WORK TO COMPLETE: Reproduce word for word every line of the material below, from the line containing "Return one point per instance of the dog's eye" down to the line containing "pixel 64 263", including both of those lines.

Coordinate annotation records
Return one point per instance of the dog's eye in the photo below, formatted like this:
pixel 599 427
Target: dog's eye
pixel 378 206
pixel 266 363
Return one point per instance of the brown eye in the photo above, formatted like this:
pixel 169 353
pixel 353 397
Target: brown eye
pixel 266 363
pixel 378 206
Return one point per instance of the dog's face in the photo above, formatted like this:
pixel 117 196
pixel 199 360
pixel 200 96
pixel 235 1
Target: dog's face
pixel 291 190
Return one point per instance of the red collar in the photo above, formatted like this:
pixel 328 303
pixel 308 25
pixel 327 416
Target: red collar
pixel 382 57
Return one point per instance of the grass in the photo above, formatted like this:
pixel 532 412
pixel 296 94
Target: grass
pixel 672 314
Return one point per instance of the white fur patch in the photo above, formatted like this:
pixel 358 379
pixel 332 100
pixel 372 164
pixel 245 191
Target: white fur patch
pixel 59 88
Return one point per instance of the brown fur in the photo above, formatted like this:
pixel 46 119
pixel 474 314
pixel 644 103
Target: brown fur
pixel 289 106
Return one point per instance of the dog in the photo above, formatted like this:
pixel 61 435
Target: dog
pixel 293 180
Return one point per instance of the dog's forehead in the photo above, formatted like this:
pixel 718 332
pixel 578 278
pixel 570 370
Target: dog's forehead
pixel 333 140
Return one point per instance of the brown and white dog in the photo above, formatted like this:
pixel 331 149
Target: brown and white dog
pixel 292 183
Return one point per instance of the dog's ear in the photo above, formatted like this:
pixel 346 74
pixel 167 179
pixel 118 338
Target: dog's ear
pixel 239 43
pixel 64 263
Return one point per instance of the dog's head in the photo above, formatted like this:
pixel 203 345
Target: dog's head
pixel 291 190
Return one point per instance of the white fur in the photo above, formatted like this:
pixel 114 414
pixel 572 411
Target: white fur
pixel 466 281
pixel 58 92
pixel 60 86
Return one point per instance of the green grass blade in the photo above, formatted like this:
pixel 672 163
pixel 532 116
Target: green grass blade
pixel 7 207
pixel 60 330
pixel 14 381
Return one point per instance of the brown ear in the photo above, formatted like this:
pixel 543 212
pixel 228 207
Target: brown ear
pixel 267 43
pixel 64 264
==
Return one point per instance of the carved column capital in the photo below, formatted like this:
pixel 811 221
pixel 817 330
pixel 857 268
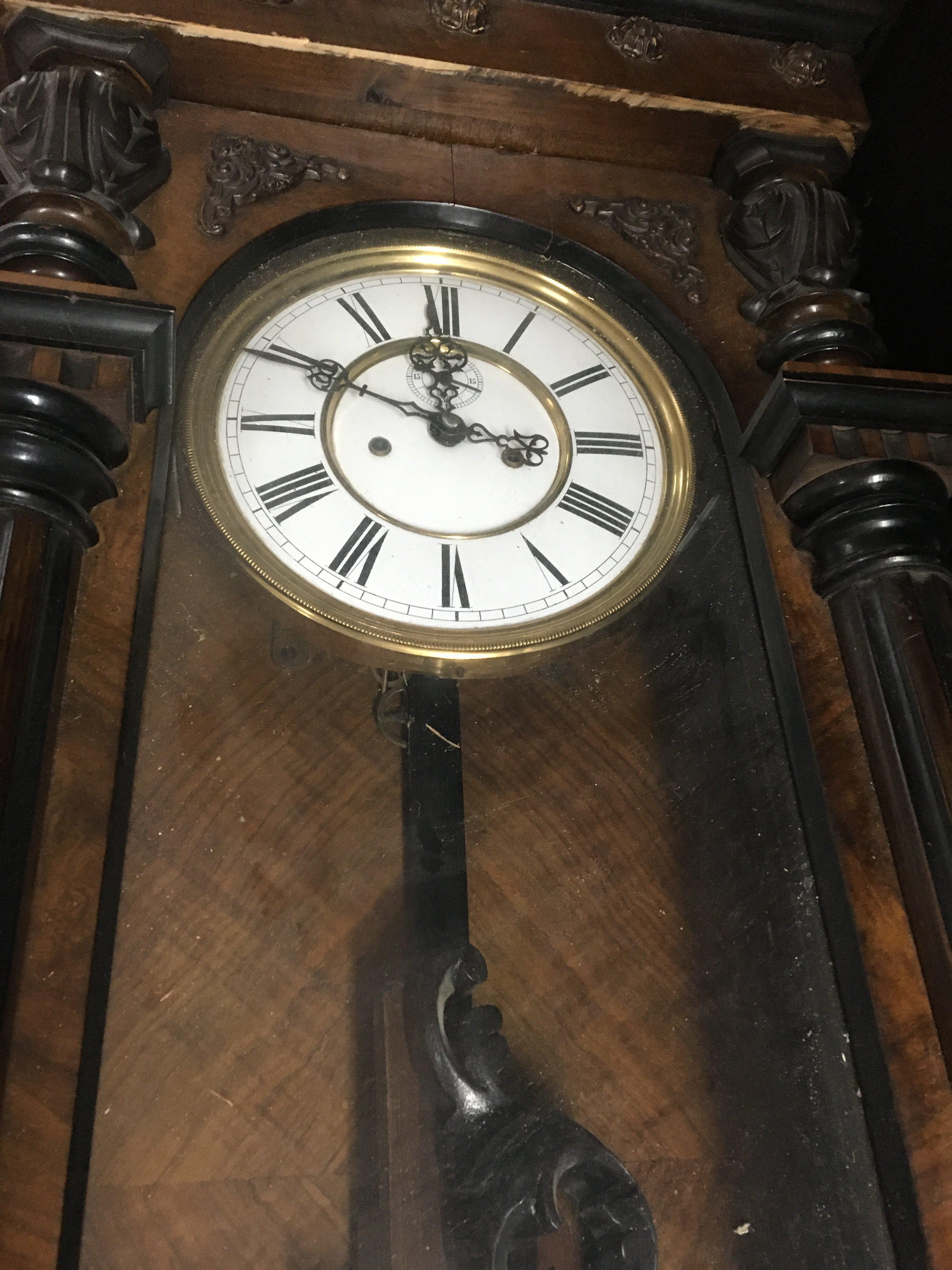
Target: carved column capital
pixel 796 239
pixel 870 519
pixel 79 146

COMPLETE RESPONSE:
Return one point per instance of the dog's eye in the photo below, formatted like this:
pixel 599 427
Target: dog's eye
pixel 378 206
pixel 266 363
Return one point per instance of the brown eye in the photo above, formatted like this:
pixel 169 353
pixel 353 397
Target: brown eye
pixel 266 363
pixel 378 206
Return one point per instance of the dog's face in the photo above, formatted like this:
pixel 117 196
pixel 199 360
pixel 200 96
pixel 235 1
Target: dog's face
pixel 291 190
Return one point per instance of the red collar in the photo above, formatted like this:
pixel 328 303
pixel 308 25
pixel 327 416
Target: red collar
pixel 382 57
Return one point per instance of the grass in the photo above, formatted like this:
pixel 532 412
pixel 296 94
Target: grass
pixel 672 314
Return one point per instance of the white fur patch in the photo above, formatted like this:
pixel 358 379
pixel 332 100
pixel 372 164
pixel 245 191
Target: white fur patch
pixel 59 88
Return one point per instance of the brown fur in the photo above, formatted like this:
pixel 46 119
pixel 474 314
pixel 644 103
Target: brown fur
pixel 289 106
Return one point per instance of the dog in the photo above, formatted like this:
pixel 61 435
Target: dog
pixel 293 180
Return one point per instance of the dog's forehead in the photo above, formatted like this:
pixel 718 332
pixel 578 278
pixel 570 370
Target: dog's forehead
pixel 333 140
Return one point per instance of the brown and white dog in the photo above, formatted like this:
pixel 331 149
Target: brown and white dog
pixel 292 183
Return one point per instance of the dog's ear in the photo above, formatted like this:
pixel 346 74
pixel 167 179
pixel 118 338
Target: dog's ear
pixel 239 43
pixel 64 263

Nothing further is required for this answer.